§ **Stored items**
"""

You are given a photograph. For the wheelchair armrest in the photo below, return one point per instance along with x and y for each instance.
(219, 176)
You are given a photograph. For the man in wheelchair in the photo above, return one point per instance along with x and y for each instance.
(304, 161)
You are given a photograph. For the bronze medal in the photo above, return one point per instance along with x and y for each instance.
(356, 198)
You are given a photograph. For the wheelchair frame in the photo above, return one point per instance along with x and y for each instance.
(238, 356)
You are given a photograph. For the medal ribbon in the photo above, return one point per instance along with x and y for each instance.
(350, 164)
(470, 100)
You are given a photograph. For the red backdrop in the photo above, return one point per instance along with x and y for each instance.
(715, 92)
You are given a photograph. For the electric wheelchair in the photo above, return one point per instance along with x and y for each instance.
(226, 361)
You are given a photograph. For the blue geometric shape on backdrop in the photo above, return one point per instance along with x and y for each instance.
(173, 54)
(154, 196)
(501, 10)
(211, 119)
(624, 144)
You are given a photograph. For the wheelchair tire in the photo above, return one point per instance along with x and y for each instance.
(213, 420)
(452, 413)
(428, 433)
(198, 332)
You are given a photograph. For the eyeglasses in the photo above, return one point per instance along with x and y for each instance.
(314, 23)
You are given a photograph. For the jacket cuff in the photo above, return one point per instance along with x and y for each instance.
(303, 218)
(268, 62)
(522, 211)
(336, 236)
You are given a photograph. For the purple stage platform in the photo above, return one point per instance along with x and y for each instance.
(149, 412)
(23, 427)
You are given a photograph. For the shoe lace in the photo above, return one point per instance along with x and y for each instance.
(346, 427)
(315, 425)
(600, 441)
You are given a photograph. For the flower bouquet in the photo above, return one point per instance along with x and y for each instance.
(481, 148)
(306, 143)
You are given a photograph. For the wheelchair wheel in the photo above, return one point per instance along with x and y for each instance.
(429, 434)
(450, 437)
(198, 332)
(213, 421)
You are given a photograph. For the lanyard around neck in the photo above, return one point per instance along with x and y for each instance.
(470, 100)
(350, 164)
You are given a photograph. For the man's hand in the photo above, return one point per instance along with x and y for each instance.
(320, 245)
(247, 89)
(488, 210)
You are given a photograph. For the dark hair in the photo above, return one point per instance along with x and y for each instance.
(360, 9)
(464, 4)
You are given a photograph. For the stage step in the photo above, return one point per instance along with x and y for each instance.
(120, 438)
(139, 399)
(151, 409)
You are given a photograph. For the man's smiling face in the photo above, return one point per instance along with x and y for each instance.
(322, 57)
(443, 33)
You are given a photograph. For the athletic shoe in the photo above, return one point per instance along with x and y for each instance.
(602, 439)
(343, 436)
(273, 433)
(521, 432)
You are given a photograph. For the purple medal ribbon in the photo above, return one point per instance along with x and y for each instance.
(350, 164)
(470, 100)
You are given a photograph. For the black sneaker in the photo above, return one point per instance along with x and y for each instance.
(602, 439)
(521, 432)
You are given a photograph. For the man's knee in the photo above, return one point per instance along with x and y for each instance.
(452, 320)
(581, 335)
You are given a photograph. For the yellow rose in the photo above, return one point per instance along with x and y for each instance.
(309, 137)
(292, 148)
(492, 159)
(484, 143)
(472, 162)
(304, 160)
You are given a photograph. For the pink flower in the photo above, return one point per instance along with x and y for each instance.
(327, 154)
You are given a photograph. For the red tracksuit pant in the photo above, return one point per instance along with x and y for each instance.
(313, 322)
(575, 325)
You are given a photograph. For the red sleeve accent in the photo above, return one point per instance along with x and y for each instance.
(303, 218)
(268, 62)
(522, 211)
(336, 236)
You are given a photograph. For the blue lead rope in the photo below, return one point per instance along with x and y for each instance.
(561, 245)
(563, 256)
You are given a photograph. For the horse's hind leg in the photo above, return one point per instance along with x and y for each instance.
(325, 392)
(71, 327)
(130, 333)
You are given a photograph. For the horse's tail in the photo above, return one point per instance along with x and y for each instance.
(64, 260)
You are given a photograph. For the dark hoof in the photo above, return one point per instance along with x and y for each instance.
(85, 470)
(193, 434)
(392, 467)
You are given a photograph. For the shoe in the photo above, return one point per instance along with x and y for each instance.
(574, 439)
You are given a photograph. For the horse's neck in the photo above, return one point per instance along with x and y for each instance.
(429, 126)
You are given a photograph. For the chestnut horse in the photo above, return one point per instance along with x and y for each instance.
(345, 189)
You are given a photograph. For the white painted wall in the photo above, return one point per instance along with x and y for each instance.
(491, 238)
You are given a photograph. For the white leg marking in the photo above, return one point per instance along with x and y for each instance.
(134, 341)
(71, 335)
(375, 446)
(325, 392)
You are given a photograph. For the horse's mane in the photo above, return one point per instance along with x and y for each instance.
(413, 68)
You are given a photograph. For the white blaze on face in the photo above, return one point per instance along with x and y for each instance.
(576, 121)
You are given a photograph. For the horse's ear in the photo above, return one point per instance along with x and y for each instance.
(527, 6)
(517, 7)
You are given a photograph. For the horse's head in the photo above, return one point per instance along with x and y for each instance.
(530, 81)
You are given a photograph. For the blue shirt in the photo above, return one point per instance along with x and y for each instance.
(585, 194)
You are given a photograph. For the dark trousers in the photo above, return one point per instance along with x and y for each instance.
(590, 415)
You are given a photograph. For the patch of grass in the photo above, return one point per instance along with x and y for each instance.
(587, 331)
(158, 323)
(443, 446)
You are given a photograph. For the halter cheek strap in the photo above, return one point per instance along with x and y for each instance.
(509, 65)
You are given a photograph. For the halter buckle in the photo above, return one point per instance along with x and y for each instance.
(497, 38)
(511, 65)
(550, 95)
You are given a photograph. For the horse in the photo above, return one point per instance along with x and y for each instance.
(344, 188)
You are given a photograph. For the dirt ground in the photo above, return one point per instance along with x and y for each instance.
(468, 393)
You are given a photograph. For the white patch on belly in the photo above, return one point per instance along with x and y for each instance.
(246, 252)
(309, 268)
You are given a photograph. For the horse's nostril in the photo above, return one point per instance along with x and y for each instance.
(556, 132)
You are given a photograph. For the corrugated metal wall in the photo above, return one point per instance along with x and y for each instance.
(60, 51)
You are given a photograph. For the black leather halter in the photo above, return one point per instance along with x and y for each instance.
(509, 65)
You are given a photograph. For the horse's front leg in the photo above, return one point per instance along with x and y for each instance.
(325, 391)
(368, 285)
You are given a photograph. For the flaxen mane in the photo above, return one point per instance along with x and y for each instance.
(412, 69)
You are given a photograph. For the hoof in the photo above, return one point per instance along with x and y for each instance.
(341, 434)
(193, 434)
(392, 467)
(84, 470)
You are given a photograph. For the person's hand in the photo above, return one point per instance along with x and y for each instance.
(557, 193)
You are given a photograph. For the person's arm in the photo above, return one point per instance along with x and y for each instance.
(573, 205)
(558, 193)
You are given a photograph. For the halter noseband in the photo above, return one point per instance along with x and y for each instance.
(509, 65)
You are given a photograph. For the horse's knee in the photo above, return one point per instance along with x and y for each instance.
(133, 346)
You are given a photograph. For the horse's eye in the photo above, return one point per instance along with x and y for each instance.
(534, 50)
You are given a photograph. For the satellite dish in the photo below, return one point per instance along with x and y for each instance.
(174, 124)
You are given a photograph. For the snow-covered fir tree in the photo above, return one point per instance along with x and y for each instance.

"""

§ **STATED GOAL**
Reproduce the entries above in full, verbatim.

§ **TASK SOLUTION**
You are given a photograph. For the wheelchair armrest in the photo below, return one point per instance along with x and y for each instance.
(219, 176)
You are given a photograph. For the man in wheelchair in the photo above, return one point per instance along with x and y for each instance.
(304, 161)
You are given a photograph. For the bronze medal in the photo above, return one point per instance along with x and y for each instance.
(356, 198)
You are given a photograph. For the wheelchair frame in the photo above, return one point per instance along with x and y for each instance.
(238, 356)
You are given a photograph. For the medal ribbon in the photo above, return one point per instance along with x and y for each instance.
(350, 164)
(470, 100)
You are given a photograph. For the red backdrop in the photo above, return one point per instance along with x and y for each instance.
(715, 92)
You are given a photograph. For the electric wheelchair in the photo above, return one point per instance along with x and y for each instance.
(226, 361)
You are given a photograph. For the blue geometric shape on backdrop in the photo above, return one point per instance along with x and y for each instance.
(173, 54)
(154, 196)
(501, 10)
(211, 119)
(624, 144)
You are given a photograph. For the wheelchair tire in the photo above, return one point per instance along with x and y for each instance.
(213, 420)
(452, 413)
(428, 433)
(198, 332)
You are given a photograph. For the eyeglasses in the photo above, return one point per instance along with x and y for each instance.
(314, 23)
You are given a photograph. For the jacket cuff in the photo above, return one point per instance along with x and y for each instance.
(303, 218)
(268, 62)
(522, 211)
(336, 236)
You are given a photograph. For the purple stage platform in the photo above, return one point per instance along with x and y for each instance.
(149, 412)
(23, 427)
You are given a photograph. For the shoe lace in the photo above, return one point per instance along with x and y for each instance.
(346, 427)
(315, 425)
(600, 441)
You are given a photograph. For the flower bouquet in the photo above, return one point per instance along with x and y for each instance.
(481, 148)
(306, 143)
You are given a photograph. For the wheelchair wheel in the photo above, return one point per instance along with x and y for each instance.
(429, 434)
(450, 437)
(198, 332)
(213, 421)
You are given a photograph. For the lanyard around neck in the photo above, return one point per instance along with x and y for each instance.
(470, 100)
(350, 164)
You are given a photograph. For the man's hand in the photo above, return one point per instance along with x and y for each instance.
(320, 245)
(247, 89)
(488, 210)
You are given a photograph. For the dark hair in the photo above, return one point per instance along with x and y for each instance.
(360, 9)
(464, 4)
You are given a photograph. For the stage step in the photo above, return one point per instance along with x and y for each instance.
(120, 438)
(139, 399)
(151, 409)
You are given a photograph. For the man's smiling face in the photo above, return one point per instance along with x and y for each instance.
(322, 57)
(443, 33)
You are given a photograph. For the athletic shoe in the photo above, return one point per instance along with x and y for each instance.
(602, 439)
(343, 436)
(273, 433)
(521, 432)
You are given a photograph. For the purple medal ribbon in the photo above, return one point per instance along with x and y for each instance.
(350, 164)
(470, 100)
You are given a photograph. For the black sneaker in the photo above, return one point per instance along with x and y for each instance.
(602, 439)
(521, 432)
You are given a photograph. For the man's knee in the photo above, return one point per instance along with x and y for each instance.
(452, 320)
(581, 335)
You are given a photograph. For the yellow rose in the photo above, return one point per instance along with x and y for each instance.
(309, 137)
(292, 148)
(492, 159)
(484, 143)
(472, 162)
(304, 160)
You are given a photograph. For the pink flower in the photo above, return one point per instance along with x and y for each instance.
(327, 154)
You are given a photograph. For the red tracksuit pant in the photo above, return one point per instance along with x and y for each instance.
(313, 322)
(575, 325)
You are given a photograph. For the red sleeve accent in the photo above, return one point per instance along with x and y for each instance.
(303, 218)
(268, 62)
(522, 211)
(336, 236)
You are given a photograph. For the blue lead rope in the photo below, return one point per instance along with x and y for each instance.
(561, 245)
(563, 256)
You are given a photograph. For the horse's hind leg in the photo above, return one point per instance along with x and y for each instance.
(325, 392)
(71, 327)
(130, 333)
You are given a photograph. For the horse's tail in the photo above, return one point per instance along with x and y for each instance.
(64, 260)
You are given a photograph. For the dark hoof in the photo above, return one point per instance along with x and y for each instance.
(85, 470)
(193, 434)
(392, 467)
You are given a photograph. For the shoe in the photo above, return one point per instance along with x and y for each instance.
(574, 439)
You are given a photograph. For the horse's neck in the photo above, return one point per instance along with x and y for each instance.
(429, 126)
You are given a photograph. For the chestnut horse in the photo above, return one point per instance along with x and y for each instance.
(345, 189)
You are given a photograph. For the white painted wall in the photo above, return one point per instance along with x and y for each instance.
(491, 238)
You are given a photograph. For the white leg marking in the photo above, return one point per instance along with x and y for each instance.
(134, 341)
(71, 335)
(375, 446)
(325, 392)
You are given a photograph. For the horse's mane in the photo above, return one point per instance along with x and y for each instance.
(413, 68)
You are given a photograph. For the white blaze on face in the photo above, return one point per instance along with x and y for each instance.
(576, 121)
You are given a photograph. For the horse's ear in the photo above, return one point per instance along with x and y for each instance.
(527, 6)
(517, 7)
You are given a photograph. For the horse's head in the photo above, return one point per instance along with x and y for each instance.
(530, 81)
You are given a photograph. For the blue shirt in the photo above, return one point per instance along with x and y for each instance.
(585, 194)
You are given a photograph. For the dark trousers in the photo above, return one point per instance along with x and y for each instance.
(590, 415)
You are given a photograph. For the patch of grass in the photo above, return one point per instance along with x and y for each instance.
(587, 331)
(158, 323)
(443, 446)
You are given a photograph. For the halter cheek strap in the photo above, return one point per instance along with x and y for each instance.
(509, 65)
You are given a photograph. For the halter buckle in the photo above, return one point per instance along with x and y for each instance.
(497, 38)
(511, 65)
(550, 95)
You are given a photograph. For the horse in the photo above, return one point per instance along with x and y for each instance.
(344, 188)
You are given a photograph. For the dirt ground in the photo above, return one point per instance along with x and y for each instance.
(468, 393)
You are given a photograph. For the white patch on belly in the photo above, return one point per instance along with x and y for each instance.
(246, 252)
(309, 268)
You are given a photograph. For the horse's nostril in the photo above, return one point per instance along with x and y for each instance.
(556, 132)
You are given a photograph. For the corrugated metal wall in the photo above, return one point per instance along with x and y for each instance.
(60, 51)
You are given a photograph. For the black leather halter in the photo above, return one point per instance along with x and y for each instance.
(509, 65)
You are given a photograph. For the horse's front leg in the photo above, return one point per instance along with x and y for each instance.
(325, 391)
(368, 285)
You are given a photograph. For the flaxen mane in the photo above, return one point per instance along with x and y for each instance.
(412, 69)
You are given a photograph. For the hoof in the photo above, return one point per instance along with x and y for each instance.
(341, 434)
(193, 434)
(392, 467)
(84, 470)
You are given a photograph. For the person's hand in the photo above, return one point per instance along with x and y for each instance.
(557, 193)
You are given a photograph. For the person's arm in the photo above, return one point per instance along with x and y for each instance.
(573, 205)
(558, 193)
You are given a photograph. For the halter noseband in the photo above, return one point per instance along with x and y for each instance.
(509, 65)
You are given a photograph. For the horse's knee in the photo above, return one point per instance along with x and y for each instance.
(133, 346)
You are given a photograph. For the horse's eye in the photo above, return one point per instance along with x and y for each instance.
(534, 50)
You are given a photograph. For the satellite dish in the photo below, return one point per instance along with x and y for each instance.
(174, 124)
You are given a photograph. For the snow-covered fir tree in the photo above, return one point per instance along with x and y for each instance.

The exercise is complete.